** START OF Article **
# anyone else here run in the morning?



## lonecoyote (Jun 23, 2004)

I've been doing it for a couple of years, when I first began it was because I had heard that running first thing in the morning on an empty stomach made you lose weight quickly, but after a few months I didn't care, even started having something to eat first. I continue to do it because its great, it gives me a chance to get my head together before the day gets crazy, and the world is a pretty interesting and cool place at 5:00, peaceful, and birds and rabbits   everywhere, at the area where I run. Great stuff. Anyone else run in the morning and enjoy it as much as I do?


----------



## Faye (Jun 23, 2004)

hmm...i've never heard that you can lose more weight running in the morning..but of course it's a great exerciseto do.  Unfortunately, I really don't enjoy running 
Did you start your first TKD lesson yet?


----------



## OUMoose (Jun 23, 2004)

I think morning runs would work a little better with some food, as it gets your metabolism working sooner in the day.  Many people don't really get going till around lunch, so half the day is shot.


----------



## ronnie_au (Jun 23, 2004)

From what I've heard running on an empty stomache is supposed to help you loose weight because you can blow through your glycogen (blood sugar) stores really quickly and start burning fat.  Only problem is it burns muscle too, so this can be pretty counter productive.  I'm no expert in this field, so I could be dead wrong.  But yes, I do really enjoy running before work, sadly I haven't been getting out and doing it near as much as I should.


----------



## Taimishu (Jun 23, 2004)

You are of course joking.

The only thing that runs is my nose.

David


----------



## lonecoyote (Jun 23, 2004)

As far as eating or not eating, I now prefer eating because I can run strong, and feel like my metabolism is in gear, like you said OUMoose. I don't know about the glycogen, but it is definitely a good way to get the day started. I live in a town/country kind of a place but I've done it in the city too and it gives you a whole new perspective to see things before the places get busy. Hi, Faye, no I haven't checked either place out, schedule got crazy, plan to do it this week hopefully.


----------



## AdrenalineJunky (Jun 23, 2004)

Taimishu said:
			
		

> You are of course joking.
> 
> The only thing that runs is my nose.
> 
> David


Ha-ha, that's great! I don't run in the morning, because my workout is too intense. I'd never make it past noon. As far as eating/not eating is concerned, any constant physical activity will stop the digestion process. So, unless you wait a couple of hours, eating makes little difference, except that it gives some people a stomach ache. My health teacher and MT instructor agree that you should not eat at least two hours before you work out. If you are trying to loose weight, you should be running at least 60min. Twenty minute warm-up, stretch out a little, then 40min. at your target heart rate. It takes roughly 20.min for your body exhaust the majority of its glycogen stores, before your *body* taps into its fat stores. Although, I truly can't knock anything that makes someone's day easier!
** END OF Article **
** START OF Dataset excerpts **
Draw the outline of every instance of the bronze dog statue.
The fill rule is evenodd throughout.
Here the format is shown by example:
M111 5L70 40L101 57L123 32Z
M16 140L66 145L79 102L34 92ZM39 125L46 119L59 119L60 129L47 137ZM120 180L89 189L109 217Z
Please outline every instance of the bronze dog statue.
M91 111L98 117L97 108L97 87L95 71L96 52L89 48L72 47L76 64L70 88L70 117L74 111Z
** END OF Dataset excerpts **
◆ **Complete the following**
a) Answer these questions about the morning-running thread, one answer per line, marked the same way:
(i) What time of day does lonecoyote describe as peaceful, with birds and rabbits everywhere?
(ii) According to ronnie_au, what is the problem with running on an empty stomach?
(iii) How long before working out does AdrenalineJunky say you should not eat?
b) Could you carry the morning-running thread forward from its last post?

◆ **Per-task outputs**
a)
(i) 5:00
(ii) It burns muscle too, which can be counterproductive.
(iii) At least two hours

b)
AJ


----------



## lonecoyote (Jun 23, 2004)

Thanks for the info adrenalinejunky. Not really trying to lose a lot of weight through just running, takes everything Imo (diet mostly, running, cardio, weights, ) just like it. Also, about the 60 min thing, if I run a fast 3.5 miles, get my heart rate up, and do it consistently (every day), it has a metabolic and cardio benefit whether it takes an hour or not. I thought muay thai guys did a whole lot of running.


----------



## pete (Jun 23, 2004)

i like to run in the morning, the air seems cleaner then.  i run down by the shore, wake up the geese, and do a lot of hills... it gives me a good natural feel you can't get on a treadmill! 

i seldom have 60 minutes to spare before i need to shower and get off to work, so most often its about 30 minutes.  60-75 minute runs are usually reserved for weekends.

truthfully, i'd like to get out more often, but it seems like i'm only able to get out 2-3 mornings per week...

pete


----------



## jfarnsworth (Jun 23, 2004)

I do not run in the morning however I do my core weight lifting training starting between 5 & 5:30am.


----------



## Ceicei (Jun 23, 2004)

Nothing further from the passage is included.